Work instructions |
A. Copy the stretch of the big data article from "The key areas" through "their ideal job?".
B. According to the big data article, why has the consumer tracking that credit card companies once did become mainstream?

23 Aug How big data will impact employment and human resources
By Sandeep Chand of iCIMS – venturebeat.com
This post was authored by Sandeep Chand, Director of Research & Development at iCIMS. iCIMS is the leading provider of innovative Software-as-a-Service (SaaS) talent acquisition solutions.
There is a growing awareness among decision makers of what big data is, what it can do, and why it’s important.
Put briefly, big data is what it sounds like: the collection of data that can ultimately be used to create reports that tell a richer, multifaceted story not easily discernible with existing reporting capabilities. Like any other disruptive technology, big data comes with its share of skeptics, who argue that any report, metric, or KPI tells a story and therefore big data isn’t a significant business change. However, the skeptics can be proven wrong. Big data is so big that it has the potential to disrupt everything we think we know about consumer behavior, employment, healthcare, and any other sector of our lives.
How big is big data really? According to IBM, we create 2.5 exabytes (quintillion bytes) of data every day. Put it all together, and you have seriously BIG data and a seriously BIG story. Where does the data come from? Hint: If you’re reading this on a screen, you are looking at it right now. In today’s world, it is very difficult — almost impossible — not to leave a digital footprint across everything that you do. Credit card companies have been tracking consumers for a while, but with cheap data storage and computing costs, this ability has become mainstream. Purchasing behavior is being tracked continuously — whenever you make a credit card purchase, scan a rewards card at a store, or even use EZPass to pay your tolls. The capturing, monitoring, and recording of data has become an undeniable norm that will become even more widespread and in-depth in the future.
While grasping the grandeur of big data can be a challenge, what is most important is that we grasp the potential impact. As a human resources software provider, iCIMS is acutely aware of the potential of big data and how it will one day change everything we know about hiring and human resources.
The key areas every recruiting technology company must try to solve (and continually improve upon) for its customers are:
- How can our technology help candidates find their ideal job?
- How can our technology help recruiters find their next best candidates?
- How can our technology help HR executives show how their organization’s performance against their peers?
The use of big data offers a lot of potential when solving these key issues.

Dataset rows on where objects appear

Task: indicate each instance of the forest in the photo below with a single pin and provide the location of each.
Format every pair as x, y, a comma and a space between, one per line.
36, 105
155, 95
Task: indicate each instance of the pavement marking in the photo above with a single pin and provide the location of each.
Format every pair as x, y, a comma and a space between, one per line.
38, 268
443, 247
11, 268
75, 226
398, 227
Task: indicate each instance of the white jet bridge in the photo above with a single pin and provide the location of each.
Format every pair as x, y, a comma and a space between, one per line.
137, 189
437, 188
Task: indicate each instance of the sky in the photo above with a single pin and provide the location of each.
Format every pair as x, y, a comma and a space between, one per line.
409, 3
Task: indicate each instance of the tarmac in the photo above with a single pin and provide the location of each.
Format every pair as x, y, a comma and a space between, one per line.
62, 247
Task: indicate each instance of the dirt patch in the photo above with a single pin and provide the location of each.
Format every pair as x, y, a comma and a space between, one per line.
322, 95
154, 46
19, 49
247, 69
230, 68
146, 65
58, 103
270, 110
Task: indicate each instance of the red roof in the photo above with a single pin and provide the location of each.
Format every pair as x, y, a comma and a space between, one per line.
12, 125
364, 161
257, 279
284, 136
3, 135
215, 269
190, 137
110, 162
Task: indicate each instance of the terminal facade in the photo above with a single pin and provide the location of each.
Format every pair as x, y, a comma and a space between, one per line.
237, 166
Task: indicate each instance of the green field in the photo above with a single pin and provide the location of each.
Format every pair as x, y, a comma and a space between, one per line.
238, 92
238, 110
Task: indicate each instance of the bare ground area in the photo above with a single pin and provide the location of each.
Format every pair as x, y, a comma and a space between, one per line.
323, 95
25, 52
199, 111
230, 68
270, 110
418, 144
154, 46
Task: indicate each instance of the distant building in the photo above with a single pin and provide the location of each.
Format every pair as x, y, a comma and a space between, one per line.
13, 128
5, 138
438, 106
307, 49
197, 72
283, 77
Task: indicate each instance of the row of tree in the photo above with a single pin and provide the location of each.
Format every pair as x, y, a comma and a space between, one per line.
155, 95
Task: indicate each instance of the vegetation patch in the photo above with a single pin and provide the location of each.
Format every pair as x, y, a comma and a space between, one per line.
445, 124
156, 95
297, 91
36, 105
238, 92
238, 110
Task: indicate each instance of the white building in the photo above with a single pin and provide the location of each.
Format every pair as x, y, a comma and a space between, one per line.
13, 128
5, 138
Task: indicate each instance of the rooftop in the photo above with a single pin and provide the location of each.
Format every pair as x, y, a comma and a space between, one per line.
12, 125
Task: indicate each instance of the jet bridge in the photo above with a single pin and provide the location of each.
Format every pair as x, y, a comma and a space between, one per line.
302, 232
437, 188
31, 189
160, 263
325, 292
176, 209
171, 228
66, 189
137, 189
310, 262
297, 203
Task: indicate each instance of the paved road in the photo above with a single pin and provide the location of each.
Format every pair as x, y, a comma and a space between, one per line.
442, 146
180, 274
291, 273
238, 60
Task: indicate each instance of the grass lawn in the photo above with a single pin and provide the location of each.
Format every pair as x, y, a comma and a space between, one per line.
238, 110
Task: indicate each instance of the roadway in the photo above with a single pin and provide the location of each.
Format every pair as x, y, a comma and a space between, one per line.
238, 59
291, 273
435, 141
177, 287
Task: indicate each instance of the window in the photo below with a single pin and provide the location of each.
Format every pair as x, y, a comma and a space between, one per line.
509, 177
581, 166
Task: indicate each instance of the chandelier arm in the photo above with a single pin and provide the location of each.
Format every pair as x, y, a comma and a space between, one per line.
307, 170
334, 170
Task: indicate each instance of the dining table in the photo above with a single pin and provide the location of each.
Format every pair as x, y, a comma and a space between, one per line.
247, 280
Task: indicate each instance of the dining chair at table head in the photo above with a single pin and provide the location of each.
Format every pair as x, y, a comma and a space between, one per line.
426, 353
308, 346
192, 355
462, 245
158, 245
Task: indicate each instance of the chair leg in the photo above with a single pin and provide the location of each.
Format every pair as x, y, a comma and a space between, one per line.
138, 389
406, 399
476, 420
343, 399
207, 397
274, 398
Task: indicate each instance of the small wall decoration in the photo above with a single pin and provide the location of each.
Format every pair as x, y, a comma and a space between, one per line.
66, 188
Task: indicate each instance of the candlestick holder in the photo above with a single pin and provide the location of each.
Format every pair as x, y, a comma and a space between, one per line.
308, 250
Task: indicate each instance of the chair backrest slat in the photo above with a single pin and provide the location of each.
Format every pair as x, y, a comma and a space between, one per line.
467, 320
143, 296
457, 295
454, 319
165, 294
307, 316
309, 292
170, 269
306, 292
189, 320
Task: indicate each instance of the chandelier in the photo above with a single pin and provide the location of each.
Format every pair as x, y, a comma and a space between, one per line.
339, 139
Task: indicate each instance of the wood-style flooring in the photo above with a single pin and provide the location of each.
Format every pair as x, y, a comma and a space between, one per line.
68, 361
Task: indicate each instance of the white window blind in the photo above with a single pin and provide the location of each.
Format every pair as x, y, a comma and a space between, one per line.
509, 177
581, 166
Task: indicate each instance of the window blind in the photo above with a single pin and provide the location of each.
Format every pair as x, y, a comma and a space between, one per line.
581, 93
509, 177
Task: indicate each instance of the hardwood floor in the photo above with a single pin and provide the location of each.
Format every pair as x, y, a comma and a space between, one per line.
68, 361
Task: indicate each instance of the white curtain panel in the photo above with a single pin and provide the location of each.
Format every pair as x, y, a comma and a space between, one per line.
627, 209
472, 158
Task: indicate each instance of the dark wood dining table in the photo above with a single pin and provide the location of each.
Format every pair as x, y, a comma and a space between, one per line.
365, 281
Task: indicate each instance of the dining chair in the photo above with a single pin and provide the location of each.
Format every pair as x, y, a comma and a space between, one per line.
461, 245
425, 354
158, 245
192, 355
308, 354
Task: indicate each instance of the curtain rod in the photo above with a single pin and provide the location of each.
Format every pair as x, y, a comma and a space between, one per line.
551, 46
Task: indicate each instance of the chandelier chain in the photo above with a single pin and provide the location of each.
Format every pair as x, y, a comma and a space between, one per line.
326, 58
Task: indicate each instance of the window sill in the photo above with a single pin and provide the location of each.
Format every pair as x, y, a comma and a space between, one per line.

Final results |
A.
The key areas every recruiting technology company must try to solve (and continually improve upon) for its customers are:
- How can our technology help candidates find their ideal job?

B. Cheap data storage and low computing costs made it mainstream. Credit card companies had tracked consumers for a while, but falling costs spread that ability widely.